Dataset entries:

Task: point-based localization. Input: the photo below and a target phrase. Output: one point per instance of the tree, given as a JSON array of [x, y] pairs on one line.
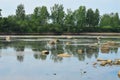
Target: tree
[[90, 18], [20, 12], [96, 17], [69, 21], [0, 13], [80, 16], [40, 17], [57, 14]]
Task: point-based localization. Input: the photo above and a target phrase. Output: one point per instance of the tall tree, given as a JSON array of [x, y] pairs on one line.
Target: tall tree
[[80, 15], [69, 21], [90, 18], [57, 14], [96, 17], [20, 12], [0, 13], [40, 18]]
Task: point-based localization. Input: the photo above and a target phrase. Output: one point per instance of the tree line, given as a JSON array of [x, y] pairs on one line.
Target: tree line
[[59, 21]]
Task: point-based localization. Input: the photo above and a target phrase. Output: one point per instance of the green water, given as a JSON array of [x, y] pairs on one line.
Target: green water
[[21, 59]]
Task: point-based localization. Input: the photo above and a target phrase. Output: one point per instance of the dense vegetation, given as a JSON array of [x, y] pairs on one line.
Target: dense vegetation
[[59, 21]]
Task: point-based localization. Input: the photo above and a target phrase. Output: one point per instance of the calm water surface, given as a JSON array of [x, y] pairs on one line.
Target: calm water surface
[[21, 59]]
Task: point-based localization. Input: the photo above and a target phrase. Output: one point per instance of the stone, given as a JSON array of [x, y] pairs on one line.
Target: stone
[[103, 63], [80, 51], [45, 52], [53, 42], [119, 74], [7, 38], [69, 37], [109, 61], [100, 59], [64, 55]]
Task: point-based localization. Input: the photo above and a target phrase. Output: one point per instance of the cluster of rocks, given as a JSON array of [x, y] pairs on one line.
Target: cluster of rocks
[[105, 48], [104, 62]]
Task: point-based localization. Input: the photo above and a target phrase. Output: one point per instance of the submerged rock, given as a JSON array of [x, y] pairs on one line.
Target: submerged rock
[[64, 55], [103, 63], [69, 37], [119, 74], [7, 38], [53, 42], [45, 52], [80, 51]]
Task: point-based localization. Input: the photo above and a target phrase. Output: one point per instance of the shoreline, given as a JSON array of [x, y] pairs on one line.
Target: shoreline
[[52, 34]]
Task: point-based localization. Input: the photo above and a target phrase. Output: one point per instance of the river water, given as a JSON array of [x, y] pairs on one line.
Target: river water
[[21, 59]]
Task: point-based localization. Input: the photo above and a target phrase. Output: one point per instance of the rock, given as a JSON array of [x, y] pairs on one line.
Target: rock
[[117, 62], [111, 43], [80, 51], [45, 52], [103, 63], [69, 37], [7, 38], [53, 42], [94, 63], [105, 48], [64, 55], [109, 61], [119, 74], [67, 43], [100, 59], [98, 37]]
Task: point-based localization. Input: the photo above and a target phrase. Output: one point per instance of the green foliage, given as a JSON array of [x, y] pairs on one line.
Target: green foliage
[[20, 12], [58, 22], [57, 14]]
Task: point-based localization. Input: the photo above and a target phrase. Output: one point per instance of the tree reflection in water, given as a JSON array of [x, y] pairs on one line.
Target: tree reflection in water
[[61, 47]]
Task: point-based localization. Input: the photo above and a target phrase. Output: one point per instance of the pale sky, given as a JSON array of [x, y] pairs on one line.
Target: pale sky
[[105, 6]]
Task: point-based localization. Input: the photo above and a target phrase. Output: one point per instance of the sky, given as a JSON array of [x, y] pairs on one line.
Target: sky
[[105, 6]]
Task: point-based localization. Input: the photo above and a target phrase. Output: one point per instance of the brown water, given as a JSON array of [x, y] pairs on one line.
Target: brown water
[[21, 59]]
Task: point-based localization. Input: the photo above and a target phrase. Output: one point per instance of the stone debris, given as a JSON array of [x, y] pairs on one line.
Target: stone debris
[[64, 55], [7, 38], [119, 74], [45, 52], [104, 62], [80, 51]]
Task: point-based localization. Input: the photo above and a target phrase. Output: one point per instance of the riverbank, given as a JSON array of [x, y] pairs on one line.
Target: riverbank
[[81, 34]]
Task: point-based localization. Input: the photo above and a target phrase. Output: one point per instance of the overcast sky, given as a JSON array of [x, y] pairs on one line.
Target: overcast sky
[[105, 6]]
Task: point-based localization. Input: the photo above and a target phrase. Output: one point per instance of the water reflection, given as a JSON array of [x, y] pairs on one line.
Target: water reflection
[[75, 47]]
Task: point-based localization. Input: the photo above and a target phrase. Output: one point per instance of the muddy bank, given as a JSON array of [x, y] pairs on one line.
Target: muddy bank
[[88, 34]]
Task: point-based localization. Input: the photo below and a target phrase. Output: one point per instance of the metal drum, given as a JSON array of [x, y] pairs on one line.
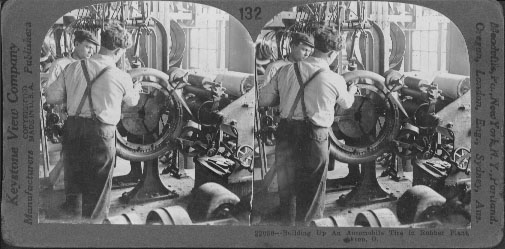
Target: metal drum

▸ REQUIREMENT
Each entry should come back exactly as written, with its pictures omitted.

▸ SOLVED EXERCISE
Task: point-based localization. Input: the photo below and a target phrase. Output: one point per instance of the tree, given as a JSON array of [x, y] pairs on one line.
Target: tree
[[90, 18], [20, 12], [96, 17], [69, 21], [0, 13], [80, 16], [40, 17], [57, 14]]
Task: point-based localization. Input: the photo above and a target phrase. Output: one point per instance of the tall tree, given as a JSON array of [x, y] pairs on one line.
Target: tall tree
[[80, 15], [69, 21], [90, 18], [57, 14], [96, 17], [20, 12], [0, 13], [40, 18]]
Task: point-based localization. Input: the photo above and a target phrase. Output: one point per instance of the tree line, given as a JSON array of [x, y] pairs on one line.
Target: tree line
[[59, 21]]
Task: point-based localization. Input: the photo above and a target phrase. Output: one point per instance of the green water, given as a JSON array of [x, y] pairs on one line.
Target: green water
[[21, 59]]
Task: point-based localization. Input: the photo above and a target phrase. Output: one point per instance of the dense vegetation, given as a JSON array of [x, y] pairs on one line.
Target: dense vegetation
[[59, 21]]
Task: point-based localization. Input: the photo above and a target phrase. Output: one point per instance of the calm water surface, given as a JSON array of [x, y] pairs on one line.
Target: calm water surface
[[21, 59]]
Task: point-based localization. Input: the photo above and a target phrase. Output: one point per instance of the stone, given as a JSON array of [x, y] pairs on one line.
Target: stone
[[103, 63], [80, 51], [45, 52], [53, 42], [119, 74], [7, 38], [69, 37], [109, 61], [100, 59], [64, 55]]
Task: point-based localization. Input: the photo above and a target phrase. Output: one point per instance of the cluster of rocks, given as a JSON array of [x, y] pairs on one line.
Target: cluster of rocks
[[105, 48], [104, 62]]
Task: point-based localization. Input: the photo above and a target phrase. Output: one point per instance of the submerged rock, given as a JSON array of [x, y] pairs on one line.
Target: submerged rock
[[64, 55], [103, 63], [69, 37], [119, 74], [7, 38], [53, 42], [45, 52], [80, 51]]
Task: point-based localization. Input: the photo above and a target phrase. Output: one point per instance of the shoreline, given as a JSON array of [x, y] pairs on one line.
Target: shoreline
[[52, 34]]
Task: point-based localization. Input: the photo above and a target phrase. Output: one point per instance of the river water, given as a JSON array of [x, y] pairs on one line.
Target: river water
[[21, 59]]
Task: point-based localization. Input: the photo above and a target phrase. Output: one point per instance of the rock, given as a JSON array of [x, y] pairs on one line.
Target: rock
[[117, 62], [111, 43], [80, 51], [45, 52], [103, 63], [69, 37], [7, 38], [53, 42], [94, 63], [105, 48], [64, 55], [109, 61], [119, 74], [67, 43], [100, 59], [98, 37]]
Task: point-based localization. Input: the photo above and a target phrase. Output: one point per instance of the green foliage, given as a JSON array of [x, y] pairs on one line.
Target: green foliage
[[20, 12], [58, 22], [57, 14]]
Task: point-based localization. Input: the photo above and a target phrase. Output: one point per instance of the tree reflection in water, given as a JSON array of [x, y] pairs on one line.
Target: tree reflection in water
[[61, 47]]
Task: point-based localization. Input: the photo above and a target phrase. Output: one point per instance of the pale sky, given as a JSON array of [x, y] pairs on one line.
Target: pale sky
[[105, 6]]
Task: point-based localization. Input: the photo above and a target phrase. Output: one point per instance of the sky, given as a JSON array of [x, y] pairs on one line.
Target: sky
[[105, 6]]
Task: point-based localization. Input: the photo above and a target phrase. Output: one point per instance of the brown water, given as a JSON array of [x, y] pairs on one line.
Target: brown water
[[21, 59]]
Task: point-based localization. Input: the photo above and a target phrase. Output: one point per instance of the stone debris, given as a JSON array of [x, y] pairs on one line.
Target: stone debris
[[64, 55], [7, 38], [119, 74], [45, 52], [104, 62], [80, 51]]
Task: point-based localization. Input: the photo above and a target phrase. Output: one point per instance of the riverbank, given as a JSON array of [x, y] pairs on one line.
Target: riverbank
[[81, 34]]
Task: point-based localization. Input: the photo above and a target phrase. Output: one point per instance of the overcast sky, given as a JSON array of [x, y] pairs on one line.
Target: overcast sky
[[105, 6]]
Task: point-based localization. Input: the photo above and a target phrase. Output: one point per instance of the water reflection, given as a JSON array of [x, y] pairs on one line.
Target: water reflection
[[75, 47]]
Task: point-based localization. Input: the photo above and a target phrase. Output: one point per instance of the muddy bank, given as a JSON array of [x, y] pairs on one line.
Target: muddy bank
[[88, 34]]
Task: point-based localization. Input: the photo below and a target phrase. Output: one point per instance of the metal drum, given as a JSON array of [x, y] pairs on one line.
Target: metal drum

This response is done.